**Exercise task A:**
In the podcast transcript, what does Peter Ferioli name as the best example of the system Christian is talking about?

**Text excerpt:**
Christian Swain (09:55)
So none of those companies are willing to, you know, be the the the law enforcement of ⁓ of usage out there. We’ve presented some concepts that we might be willing to, ⁓ you know, take that role on or basically somebody would have to take that role on if, you know, it was strictly a downstream, you know, Hoover up. the nickels, make sure that they’re using it properly and provide reporting and monthly checks to the rights holders.
Peter Ferioli (10:32)
And what Christian’s talking about was deployed in the best way, the best example we have of what Christian is talking about is content ID on YouTube. And so when we talk about the world’s top premier kind of copyright material filtering platform right now that notifies rights holders in near real time about their usage of via a creator or influencer. And nowadays, especially, we’re in this weird world where videos are podcasting, live streamers are podcasters, Spotify’s got video for podcasters. And the more that they are using music and being flagged, but they are given the opportunity because of the ubiquitous nature of where all video is being kind of served through.
Christian Swain (11:09)
Yeah.
just on YouTube, right?
Peter Ferioli (11:25)
You know, just do YouTube. you know, obviously every different, we talk about the hosting platforms and 60, 70 from places your podcast can be found as an audio format. Well, there’s only one or two right now that you’re going to find them in video and they really can, can, can control that. And they have a great system there. So they do, they do allow the usage of copyrighted works on YouTube. You can either share in the data.
You can share in the monies, you can be blocked in certain countries, or you can go through a multi-page process of claiming fair use by which many of the large folks who have the five, eight, 10 million listeners on YouTube that are doing music reviews and critiques, Rick Beato, ⁓ a couple other ones that we know, are dealing with this issue right now where they’re getting copyright strikes where they used to just be able to claim fair use.
Christian Swain (12:17)
It seems like YouTube has gotten a little more militant on the usage, ⁓ certainly with certain artists. But at the same time, you’ve seen just like ⁓ when ⁓ digital music began ⁓ with Napster, there was this Heisman of, ⁓ no, we’re not gonna do this. And eventually everybody went along with the program.
Christian Swain (12:44)

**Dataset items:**
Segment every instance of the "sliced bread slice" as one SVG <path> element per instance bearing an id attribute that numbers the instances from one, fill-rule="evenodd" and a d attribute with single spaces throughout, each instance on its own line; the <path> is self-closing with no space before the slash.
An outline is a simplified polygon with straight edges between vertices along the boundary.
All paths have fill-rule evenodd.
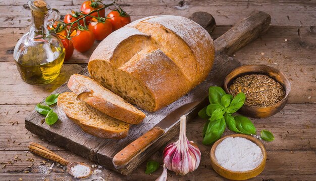
<path id="1" fill-rule="evenodd" d="M 66 115 L 82 129 L 97 137 L 120 139 L 128 133 L 129 124 L 111 117 L 77 99 L 73 93 L 64 93 L 58 97 L 60 113 Z"/>
<path id="2" fill-rule="evenodd" d="M 86 76 L 72 75 L 68 85 L 78 98 L 115 118 L 138 124 L 145 118 L 144 113 Z"/>

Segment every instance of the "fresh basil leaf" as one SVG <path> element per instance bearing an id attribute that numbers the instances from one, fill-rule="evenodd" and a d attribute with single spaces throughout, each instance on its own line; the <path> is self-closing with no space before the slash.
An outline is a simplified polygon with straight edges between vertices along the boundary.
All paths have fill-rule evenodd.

**Exercise task B:**
Rewrite all of the dataset items above with "simplified polygon" replaced by "basic polygon" and nothing else changed. Leave the pictures out.

**Task result A:**
Content ID on YouTube.

**Task result B:**
Segment every instance of the "sliced bread slice" as one SVG <path> element per instance bearing an id attribute that numbers the instances from one, fill-rule="evenodd" and a d attribute with single spaces throughout, each instance on its own line; the <path> is self-closing with no space before the slash.
An outline is a basic polygon with straight edges between vertices along the boundary.
All paths have fill-rule evenodd.
<path id="1" fill-rule="evenodd" d="M 66 115 L 82 129 L 97 137 L 120 139 L 128 133 L 129 124 L 111 117 L 77 99 L 73 93 L 64 93 L 58 97 L 60 113 Z"/>
<path id="2" fill-rule="evenodd" d="M 86 76 L 72 75 L 68 85 L 78 98 L 115 118 L 138 124 L 145 118 L 144 113 Z"/>

Segment every instance of the "fresh basil leaf" as one SVG <path> element per instance bearing an id attribute that numbers the instances from one, fill-rule="evenodd" and a d attribute with single spaces throughout, each instance on its own line; the <path> is self-closing with no space before the slash.
An outline is a basic polygon with straight edges between vertices along the boundary.
All paths have fill-rule evenodd.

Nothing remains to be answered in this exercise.